◆ **YOUR TASK**
Write out all of the material below again, requests included, increasing every x and y coordinate in the answers by 113. Leave the sample coordinates inside the requests as they are.

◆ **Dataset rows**

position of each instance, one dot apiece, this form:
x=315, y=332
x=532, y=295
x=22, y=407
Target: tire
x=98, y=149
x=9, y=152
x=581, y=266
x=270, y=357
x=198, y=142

◆ **EXERCISE SOLUTION**
position of each instance, one dot apiece, this form:
x=315, y=332
x=532, y=295
x=22, y=407
Target: tire
x=211, y=262
x=122, y=265
x=694, y=379
x=383, y=470
x=311, y=255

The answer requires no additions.